== DIRECTIONS ==
Reproduce all of the material below word for word, with every line unchanged and in its original order.

--- begin EXCERPTED RECORDS ---

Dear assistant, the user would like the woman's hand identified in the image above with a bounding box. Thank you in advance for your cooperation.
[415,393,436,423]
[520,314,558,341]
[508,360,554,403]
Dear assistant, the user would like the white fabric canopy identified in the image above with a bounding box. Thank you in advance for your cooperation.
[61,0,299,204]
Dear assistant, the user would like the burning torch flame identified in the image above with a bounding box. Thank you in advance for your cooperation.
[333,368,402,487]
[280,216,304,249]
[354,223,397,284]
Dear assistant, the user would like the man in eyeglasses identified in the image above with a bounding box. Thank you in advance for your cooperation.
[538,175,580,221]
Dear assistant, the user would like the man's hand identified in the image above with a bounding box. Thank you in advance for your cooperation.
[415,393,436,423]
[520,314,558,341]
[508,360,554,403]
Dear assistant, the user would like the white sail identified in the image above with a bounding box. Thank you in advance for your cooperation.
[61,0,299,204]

--- end EXCERPTED RECORDS ---

== SOLUTION TO THE EXERCISE ==
Dear assistant, the user would like the woman's hand identified in the image above with a bounding box. Thank you in advance for your cooperation.
[415,393,436,423]
[520,314,558,341]
[508,360,554,403]
Dear assistant, the user would like the white fabric canopy identified in the image above with a bounding box. Thank you in advance for your cooperation.
[61,0,299,204]
Dear assistant, the user would like the burning torch flame identified in the image above with a bounding box. Thank you in advance for your cooperation.
[333,368,402,487]
[280,216,304,249]
[354,223,397,284]
Dear assistant, the user would like the man in eyeglasses identified in the image above with a bounding box. Thank you in advance for your cooperation.
[538,175,580,221]
Dear assistant, the user would like the man's hand identified in the image above with a bounding box. Thank you in advance for your cooperation.
[415,393,436,423]
[520,314,558,341]
[508,360,554,403]
Dear assistant, the user would like the white sail identified in the image above with a bounding box. Thank you in advance for your cooperation.
[61,0,299,204]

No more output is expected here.